*Task directions*. Although the data below holds other lines too, output only those from the line with "379L311 428L406 380L231" up to and including the line with "Draw the outline", exactly as they appear.

(Excerpts from a dataset)
........
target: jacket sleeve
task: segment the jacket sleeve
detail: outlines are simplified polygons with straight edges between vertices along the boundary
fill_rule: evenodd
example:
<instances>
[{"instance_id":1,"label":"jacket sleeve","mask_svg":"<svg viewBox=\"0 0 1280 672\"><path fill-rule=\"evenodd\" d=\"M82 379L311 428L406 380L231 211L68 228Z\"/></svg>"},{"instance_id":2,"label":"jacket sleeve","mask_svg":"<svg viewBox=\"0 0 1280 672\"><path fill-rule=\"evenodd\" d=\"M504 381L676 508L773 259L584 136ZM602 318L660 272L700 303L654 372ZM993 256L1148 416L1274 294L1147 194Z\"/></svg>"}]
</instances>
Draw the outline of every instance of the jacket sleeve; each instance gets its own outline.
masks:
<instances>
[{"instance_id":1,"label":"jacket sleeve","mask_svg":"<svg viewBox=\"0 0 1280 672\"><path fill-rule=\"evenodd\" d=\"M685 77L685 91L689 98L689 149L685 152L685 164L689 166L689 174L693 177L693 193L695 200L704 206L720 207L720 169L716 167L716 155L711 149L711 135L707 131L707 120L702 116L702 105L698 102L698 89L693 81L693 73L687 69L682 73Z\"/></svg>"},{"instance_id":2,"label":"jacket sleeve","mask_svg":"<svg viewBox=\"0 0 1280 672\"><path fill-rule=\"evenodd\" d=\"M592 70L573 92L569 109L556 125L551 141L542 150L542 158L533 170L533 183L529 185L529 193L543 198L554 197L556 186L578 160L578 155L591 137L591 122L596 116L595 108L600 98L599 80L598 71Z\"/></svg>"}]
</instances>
........
*Finished exercise*.
[{"instance_id":1,"label":"jacket sleeve","mask_svg":"<svg viewBox=\"0 0 1280 672\"><path fill-rule=\"evenodd\" d=\"M82 379L311 428L406 380L231 211L68 228Z\"/></svg>"},{"instance_id":2,"label":"jacket sleeve","mask_svg":"<svg viewBox=\"0 0 1280 672\"><path fill-rule=\"evenodd\" d=\"M504 381L676 508L773 259L584 136ZM602 318L660 272L700 303L654 372ZM993 256L1148 416L1274 294L1147 194Z\"/></svg>"}]
</instances>
Draw the outline of every instance of the jacket sleeve; each instance gets its own outline.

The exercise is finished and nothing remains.